_TASK REQUIREMENTS_
Can you reproduce the job posting word for word, between "Used Tools &" and "demanding such level.", inclusive?

Sr. Software Engineer, Inference

at Anthropic

📍 London, United Kingdom

GBP 225,000-325,000 per year

SENIOR

✅ Hybrid

✅ Visa Sponsorship

Used Tools & Technologies

Not specified

Required Skills & Competences
Tag name is followed by "@" symbol and proficiency level value. About proficiency levels:

1-2 — basic awareness. Minimal hands-on experience, and a rudimentary understanding of the technology's purpose;

3-6 — daily use. Comfortable and regular usage, capable of handling common tasks and challenges related to the technology;

7-9 — you are an expert, you can teach others, you know all the pitfalls and tricks;

10 — exceptional knowledge, comprehensive understanding, and adeptness in all aspects of the technology, including advanced problem-solving. Think twice before claiming or demanding such level.

_THE DATA_
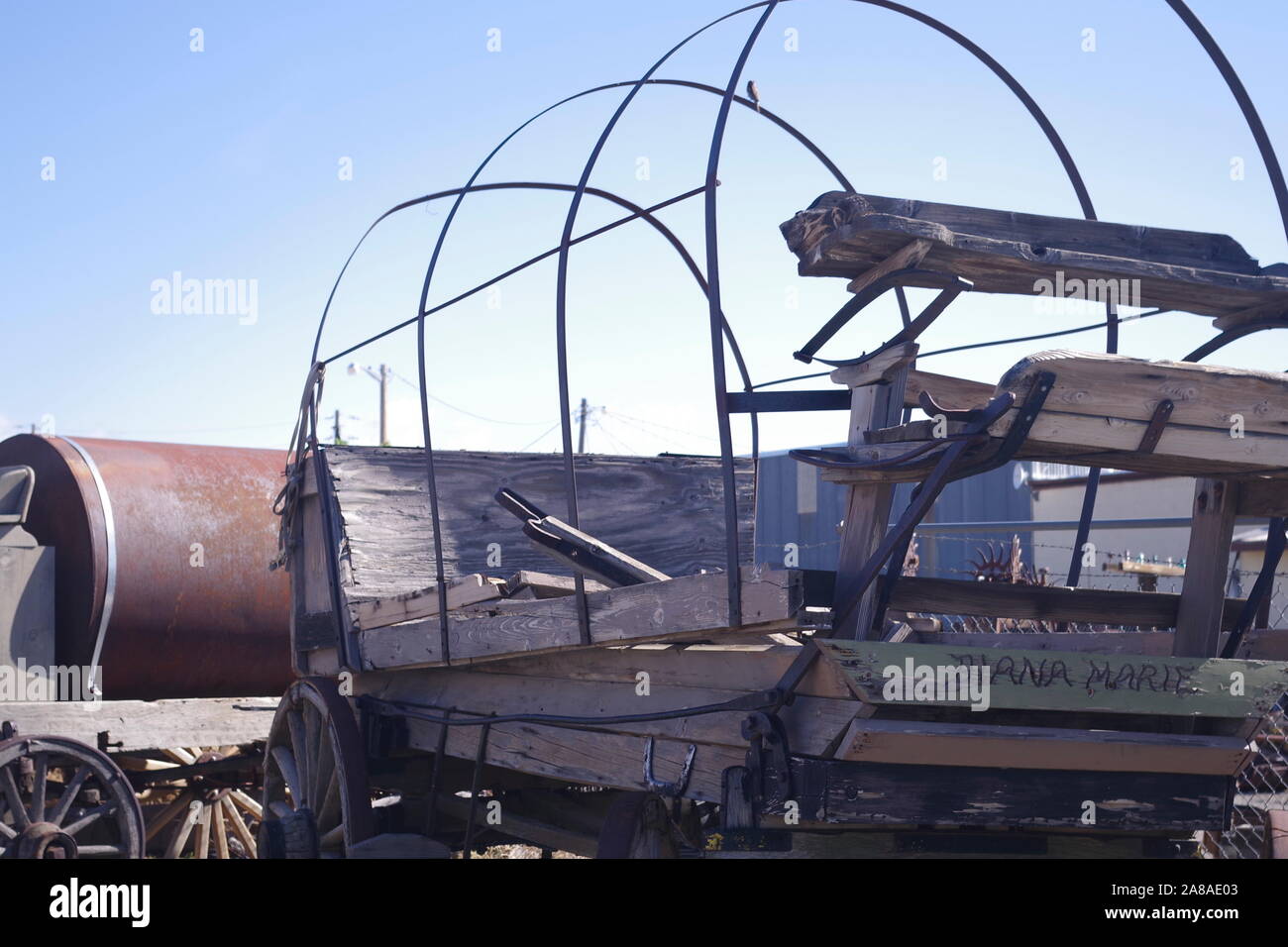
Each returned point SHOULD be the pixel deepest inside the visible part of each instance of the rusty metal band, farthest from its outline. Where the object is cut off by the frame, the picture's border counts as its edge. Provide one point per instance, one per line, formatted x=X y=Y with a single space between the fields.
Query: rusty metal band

_RESPONSE_
Used Tools & Technologies

Not specified

Required Skills & Competences
Tag name is followed by "@" symbol and proficiency level value. About proficiency levels:

1-2 — basic awareness. Minimal hands-on experience, and a rudimentary understanding of the technology's purpose;

3-6 — daily use. Comfortable and regular usage, capable of handling common tasks and challenges related to the technology;

7-9 — you are an expert, you can teach others, you know all the pitfalls and tricks;

10 — exceptional knowledge, comprehensive understanding, and adeptness in all aspects of the technology, including advanced problem-solving. Think twice before claiming or demanding such level.